» **TASK DETAILS**: Starting with the line that contains "One marker for each instance of the weathered" and ending with the final line of the data below, print those lines exactly and nothing else.

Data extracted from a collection
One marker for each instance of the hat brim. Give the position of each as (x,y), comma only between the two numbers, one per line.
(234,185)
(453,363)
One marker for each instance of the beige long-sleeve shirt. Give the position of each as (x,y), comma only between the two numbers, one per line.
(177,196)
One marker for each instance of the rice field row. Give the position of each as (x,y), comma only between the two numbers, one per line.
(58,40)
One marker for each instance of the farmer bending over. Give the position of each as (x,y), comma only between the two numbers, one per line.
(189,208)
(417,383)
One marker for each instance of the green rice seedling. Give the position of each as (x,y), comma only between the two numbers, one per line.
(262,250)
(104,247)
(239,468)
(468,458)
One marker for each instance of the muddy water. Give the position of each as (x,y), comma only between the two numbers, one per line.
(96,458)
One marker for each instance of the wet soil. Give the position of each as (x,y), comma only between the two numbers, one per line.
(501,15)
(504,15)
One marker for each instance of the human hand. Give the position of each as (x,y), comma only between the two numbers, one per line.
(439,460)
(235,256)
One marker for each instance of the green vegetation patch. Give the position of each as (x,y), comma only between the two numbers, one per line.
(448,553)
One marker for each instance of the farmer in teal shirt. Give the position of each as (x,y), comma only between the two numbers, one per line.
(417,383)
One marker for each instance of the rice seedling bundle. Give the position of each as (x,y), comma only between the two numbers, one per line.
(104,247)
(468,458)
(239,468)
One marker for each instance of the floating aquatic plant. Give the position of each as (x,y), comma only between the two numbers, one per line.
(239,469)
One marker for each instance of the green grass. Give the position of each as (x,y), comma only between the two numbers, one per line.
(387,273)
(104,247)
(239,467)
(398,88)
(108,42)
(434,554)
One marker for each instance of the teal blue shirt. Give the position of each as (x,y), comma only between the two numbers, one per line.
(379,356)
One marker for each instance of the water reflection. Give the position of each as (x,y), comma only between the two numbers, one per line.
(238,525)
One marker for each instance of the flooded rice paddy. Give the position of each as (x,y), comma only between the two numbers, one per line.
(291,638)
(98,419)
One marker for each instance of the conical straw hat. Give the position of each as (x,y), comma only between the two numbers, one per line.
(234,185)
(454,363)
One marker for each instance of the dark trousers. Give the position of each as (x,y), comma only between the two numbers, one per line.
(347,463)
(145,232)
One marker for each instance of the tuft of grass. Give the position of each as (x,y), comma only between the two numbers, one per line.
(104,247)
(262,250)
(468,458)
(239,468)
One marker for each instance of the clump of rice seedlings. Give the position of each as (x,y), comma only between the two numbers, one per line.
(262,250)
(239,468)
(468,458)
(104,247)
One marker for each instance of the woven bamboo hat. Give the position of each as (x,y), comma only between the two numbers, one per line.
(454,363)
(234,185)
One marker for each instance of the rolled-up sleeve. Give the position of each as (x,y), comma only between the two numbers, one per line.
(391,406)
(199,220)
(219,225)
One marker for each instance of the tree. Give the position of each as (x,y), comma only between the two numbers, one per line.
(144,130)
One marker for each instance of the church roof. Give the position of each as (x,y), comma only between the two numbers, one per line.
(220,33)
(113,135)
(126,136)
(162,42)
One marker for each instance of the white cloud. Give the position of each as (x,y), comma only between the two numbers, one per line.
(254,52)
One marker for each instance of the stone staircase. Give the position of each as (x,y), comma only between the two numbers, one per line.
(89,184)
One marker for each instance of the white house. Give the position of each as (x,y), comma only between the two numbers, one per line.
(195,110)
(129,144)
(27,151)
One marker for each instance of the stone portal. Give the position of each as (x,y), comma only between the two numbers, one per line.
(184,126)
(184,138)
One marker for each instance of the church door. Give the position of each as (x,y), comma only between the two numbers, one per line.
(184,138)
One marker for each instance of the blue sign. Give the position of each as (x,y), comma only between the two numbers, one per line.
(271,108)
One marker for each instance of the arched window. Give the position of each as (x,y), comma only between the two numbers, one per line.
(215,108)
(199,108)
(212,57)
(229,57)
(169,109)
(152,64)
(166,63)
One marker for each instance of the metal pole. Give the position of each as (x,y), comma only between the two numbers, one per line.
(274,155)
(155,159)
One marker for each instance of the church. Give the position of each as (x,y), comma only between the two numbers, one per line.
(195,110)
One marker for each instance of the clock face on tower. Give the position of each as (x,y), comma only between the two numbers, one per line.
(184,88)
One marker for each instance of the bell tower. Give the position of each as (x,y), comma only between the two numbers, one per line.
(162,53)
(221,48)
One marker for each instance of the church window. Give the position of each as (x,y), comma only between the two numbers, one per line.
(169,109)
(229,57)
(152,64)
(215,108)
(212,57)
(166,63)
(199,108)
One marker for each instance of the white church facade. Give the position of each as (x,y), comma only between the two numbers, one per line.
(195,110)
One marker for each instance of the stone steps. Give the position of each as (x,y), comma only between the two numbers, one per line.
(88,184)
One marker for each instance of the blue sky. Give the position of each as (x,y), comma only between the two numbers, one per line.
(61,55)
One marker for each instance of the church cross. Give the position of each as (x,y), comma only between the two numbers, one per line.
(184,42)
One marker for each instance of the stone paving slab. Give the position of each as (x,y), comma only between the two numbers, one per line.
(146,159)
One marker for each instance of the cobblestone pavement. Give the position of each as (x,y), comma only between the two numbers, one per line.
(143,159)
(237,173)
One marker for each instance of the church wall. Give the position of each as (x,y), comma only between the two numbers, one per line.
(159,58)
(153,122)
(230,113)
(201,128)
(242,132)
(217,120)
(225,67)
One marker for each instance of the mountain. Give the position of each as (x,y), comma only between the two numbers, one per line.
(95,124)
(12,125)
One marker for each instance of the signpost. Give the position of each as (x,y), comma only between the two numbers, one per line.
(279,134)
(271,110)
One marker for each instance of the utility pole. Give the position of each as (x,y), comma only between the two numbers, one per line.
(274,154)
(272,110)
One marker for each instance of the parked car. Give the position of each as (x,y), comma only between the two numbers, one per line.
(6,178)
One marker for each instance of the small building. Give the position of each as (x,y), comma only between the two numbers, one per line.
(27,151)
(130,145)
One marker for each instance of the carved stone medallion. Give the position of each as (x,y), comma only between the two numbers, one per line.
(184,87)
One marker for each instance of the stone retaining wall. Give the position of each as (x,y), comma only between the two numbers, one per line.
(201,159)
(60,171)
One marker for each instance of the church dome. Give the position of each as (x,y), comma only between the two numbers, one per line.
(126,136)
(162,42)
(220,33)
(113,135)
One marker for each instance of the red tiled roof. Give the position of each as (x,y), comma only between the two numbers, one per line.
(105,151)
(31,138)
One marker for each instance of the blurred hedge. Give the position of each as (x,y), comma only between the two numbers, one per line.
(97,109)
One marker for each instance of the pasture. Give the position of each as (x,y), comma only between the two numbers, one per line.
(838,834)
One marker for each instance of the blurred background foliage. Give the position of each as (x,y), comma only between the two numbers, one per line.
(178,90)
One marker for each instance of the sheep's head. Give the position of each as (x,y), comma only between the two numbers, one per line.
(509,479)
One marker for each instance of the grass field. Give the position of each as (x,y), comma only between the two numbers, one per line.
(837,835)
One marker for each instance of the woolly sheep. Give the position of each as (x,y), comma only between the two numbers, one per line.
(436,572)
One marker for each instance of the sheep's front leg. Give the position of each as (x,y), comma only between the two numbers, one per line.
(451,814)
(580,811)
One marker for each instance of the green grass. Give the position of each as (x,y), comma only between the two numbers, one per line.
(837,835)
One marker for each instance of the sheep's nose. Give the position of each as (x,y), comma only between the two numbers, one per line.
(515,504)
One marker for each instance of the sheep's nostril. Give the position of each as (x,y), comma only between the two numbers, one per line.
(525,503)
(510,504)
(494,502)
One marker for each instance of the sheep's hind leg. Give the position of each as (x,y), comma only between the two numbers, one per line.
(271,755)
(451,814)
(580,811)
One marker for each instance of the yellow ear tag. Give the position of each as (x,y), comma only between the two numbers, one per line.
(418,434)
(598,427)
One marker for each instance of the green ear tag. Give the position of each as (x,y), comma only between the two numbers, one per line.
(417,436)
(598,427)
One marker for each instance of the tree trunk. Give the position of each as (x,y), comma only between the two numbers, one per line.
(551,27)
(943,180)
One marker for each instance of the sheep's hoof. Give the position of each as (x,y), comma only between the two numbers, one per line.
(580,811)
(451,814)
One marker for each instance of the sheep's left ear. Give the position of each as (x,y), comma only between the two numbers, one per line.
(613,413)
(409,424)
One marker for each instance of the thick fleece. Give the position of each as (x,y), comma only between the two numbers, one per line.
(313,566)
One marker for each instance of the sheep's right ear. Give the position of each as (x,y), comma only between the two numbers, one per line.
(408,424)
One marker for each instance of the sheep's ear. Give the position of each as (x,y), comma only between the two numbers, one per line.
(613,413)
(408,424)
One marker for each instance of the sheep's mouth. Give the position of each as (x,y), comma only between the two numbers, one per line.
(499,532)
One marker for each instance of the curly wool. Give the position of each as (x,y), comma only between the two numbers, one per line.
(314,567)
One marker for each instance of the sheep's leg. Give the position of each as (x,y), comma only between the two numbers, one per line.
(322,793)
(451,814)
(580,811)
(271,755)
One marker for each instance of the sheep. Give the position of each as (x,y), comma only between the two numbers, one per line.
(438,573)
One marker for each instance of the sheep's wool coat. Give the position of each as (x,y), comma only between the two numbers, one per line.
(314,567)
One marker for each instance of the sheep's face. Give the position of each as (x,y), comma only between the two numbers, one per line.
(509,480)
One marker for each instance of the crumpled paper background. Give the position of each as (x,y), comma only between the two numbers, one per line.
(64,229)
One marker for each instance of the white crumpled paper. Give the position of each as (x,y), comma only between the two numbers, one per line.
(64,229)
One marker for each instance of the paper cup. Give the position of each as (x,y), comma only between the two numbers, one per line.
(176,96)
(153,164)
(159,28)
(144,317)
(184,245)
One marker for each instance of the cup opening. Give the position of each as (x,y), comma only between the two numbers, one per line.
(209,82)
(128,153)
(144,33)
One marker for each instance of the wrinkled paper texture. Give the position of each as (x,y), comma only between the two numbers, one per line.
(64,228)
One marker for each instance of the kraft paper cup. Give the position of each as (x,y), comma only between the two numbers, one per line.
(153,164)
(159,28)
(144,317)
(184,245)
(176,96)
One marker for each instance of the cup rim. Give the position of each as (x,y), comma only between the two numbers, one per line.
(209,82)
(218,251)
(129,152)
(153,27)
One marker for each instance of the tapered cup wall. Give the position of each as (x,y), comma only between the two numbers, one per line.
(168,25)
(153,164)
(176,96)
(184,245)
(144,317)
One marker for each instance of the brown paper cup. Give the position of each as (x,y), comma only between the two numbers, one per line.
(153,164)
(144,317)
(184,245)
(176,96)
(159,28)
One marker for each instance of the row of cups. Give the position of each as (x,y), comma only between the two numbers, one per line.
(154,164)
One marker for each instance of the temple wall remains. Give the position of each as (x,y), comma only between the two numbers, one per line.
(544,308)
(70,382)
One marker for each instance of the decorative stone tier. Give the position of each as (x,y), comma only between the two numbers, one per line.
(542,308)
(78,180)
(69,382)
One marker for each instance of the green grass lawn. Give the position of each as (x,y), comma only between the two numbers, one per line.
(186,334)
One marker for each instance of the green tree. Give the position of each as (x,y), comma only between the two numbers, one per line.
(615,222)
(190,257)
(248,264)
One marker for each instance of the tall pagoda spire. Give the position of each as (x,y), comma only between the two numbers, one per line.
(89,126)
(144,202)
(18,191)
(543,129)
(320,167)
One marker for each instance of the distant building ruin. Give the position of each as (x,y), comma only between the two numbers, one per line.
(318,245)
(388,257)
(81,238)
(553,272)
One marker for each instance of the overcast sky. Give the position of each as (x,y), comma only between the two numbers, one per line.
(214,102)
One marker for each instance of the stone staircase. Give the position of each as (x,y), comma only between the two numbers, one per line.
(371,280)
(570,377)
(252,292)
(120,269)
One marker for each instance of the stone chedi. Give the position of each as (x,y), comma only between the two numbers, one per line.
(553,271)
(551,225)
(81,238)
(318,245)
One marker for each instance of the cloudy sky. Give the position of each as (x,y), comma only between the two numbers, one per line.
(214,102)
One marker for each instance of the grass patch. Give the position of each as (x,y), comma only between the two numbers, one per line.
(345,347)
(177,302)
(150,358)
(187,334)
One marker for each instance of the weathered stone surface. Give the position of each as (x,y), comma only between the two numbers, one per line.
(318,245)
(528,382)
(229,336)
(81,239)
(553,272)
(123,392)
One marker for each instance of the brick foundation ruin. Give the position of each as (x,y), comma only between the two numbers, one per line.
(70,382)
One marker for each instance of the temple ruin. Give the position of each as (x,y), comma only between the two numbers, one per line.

» **SOLUTION TO THIS EXERCISE**:
One marker for each instance of the weathered stone surface. Give the position of each as (x,y), comma only between the two numbers, one per line.
(318,245)
(528,382)
(229,336)
(81,239)
(553,272)
(123,392)
One marker for each instance of the brick foundation ruin. Give the position of each as (x,y), comma only between the two numbers, one per line.
(70,382)
One marker for each instance of the temple ruin. Give the position of each as (x,y), comma only between the two numbers, one per line.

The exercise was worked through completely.